- _Da svolgere_:
Cita parola per parola, dal brano su Genova riportato qui sotto, tutto il tratto che va da «Mi è capitato» fino a «1986 ad oggi.».

- _Brano fornito_:
++++++
Quando, stanca come capita ogni
tanto di esserlo a persone città
paesi, si ritrae in se stessa, cerca
di tagliare i legami col mondo,
vuole riposare, vuole godersi quel
mare e quella natura mirabile da
pensionata, vuole liberarsi da
quei "furesti" che l'assillano («Se
passu intu mei paise u vegu cin
dei furesti che nu cunusciu, tantu
che mi me paresciu u ciu furestu
de tuti») allora, alimentando l'illusione
di stare ferma, di serbare
quello che ha accumulato, si accorge
che regredisce spaventosamente,
che affonda, che diventa
qualche cosa in conflitto con
la sua storia, qualcosa che diventa
incomprensibile a tutti quelli
che sanno quanta intelligenza,
quanta cultura, quanta capacità è
depositata sotto i suoi tetti e che
rischia di perdere tutto.
Mi è capitato di vivere intensamente
Genova, per ragion professionali,
in uno dei suoi periodi
più grigi e depressi, dal 1978 al
1986. E poi di continuare a seguirne
l'evoluzione, più da lontano
ma sempre con attenzione,
dal 1986 ad oggi.
La situazione della città negli
anni '70 verrà sintetizzata da un
esperto giornalista, intervistato da
un gruppo di ricerca della Bocconi
nel 1986, con queste condivise
parole: «Genova è una città che
da 10 anni va allo sfascio; da un
punto di vista urbanistico, da un
punto di vista culturale, da un
punto di vista economico. Da un
punto di vista imprenditoriale la
logica che ha governato l'attività
portuale è risultata mortale».
++++++
- _Dati archiviati_:
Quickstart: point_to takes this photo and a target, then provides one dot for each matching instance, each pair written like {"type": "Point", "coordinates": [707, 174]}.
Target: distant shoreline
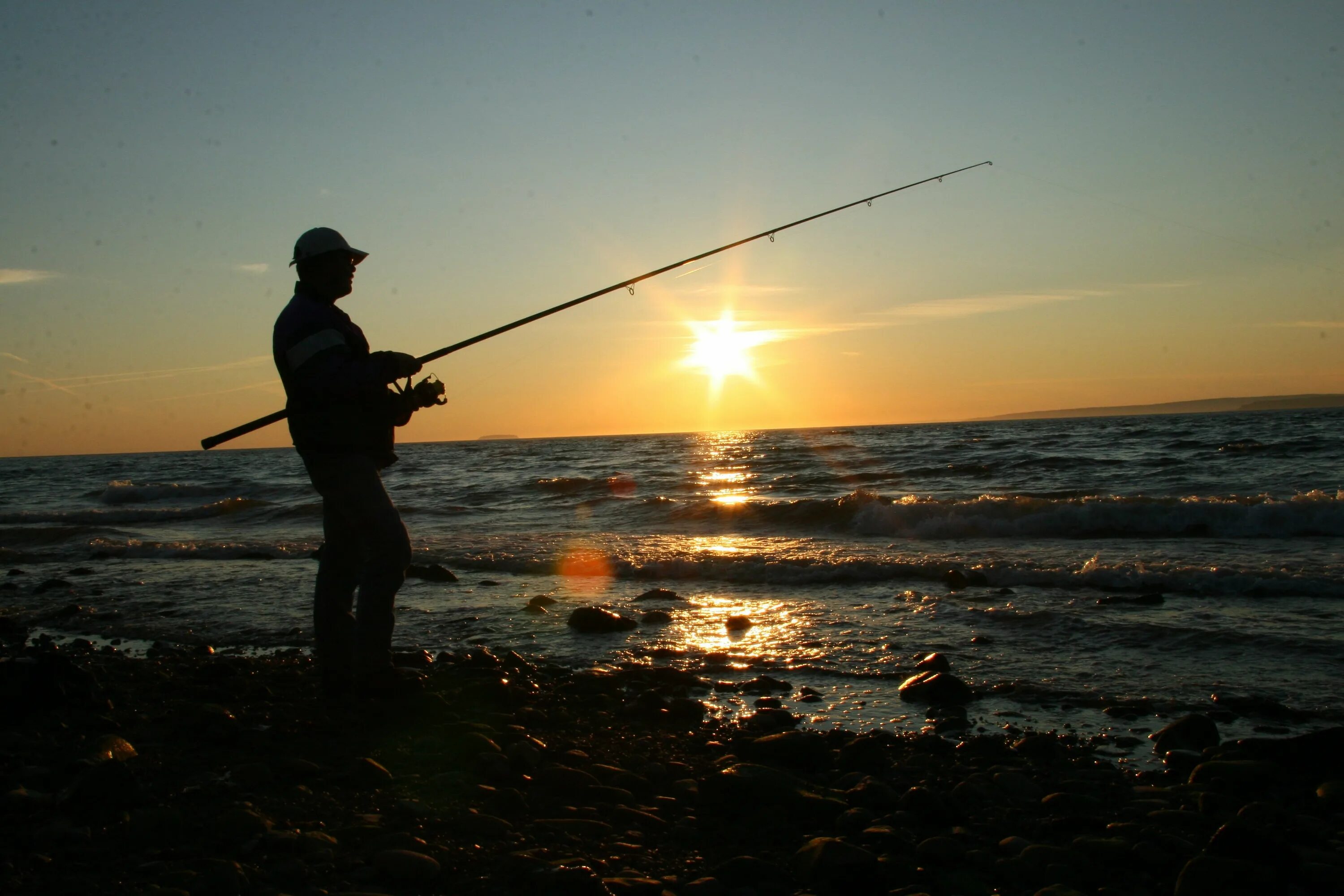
++++++
- _Soluzione_:
Mi è capitato di vivere intensamente
Genova, per ragion professionali,
in uno dei suoi periodi
più grigi e depressi, dal 1978 al
1986. E poi di continuare a seguirne
l'evoluzione, più da lontano
ma sempre con attenzione,
dal 1986 ad oggi.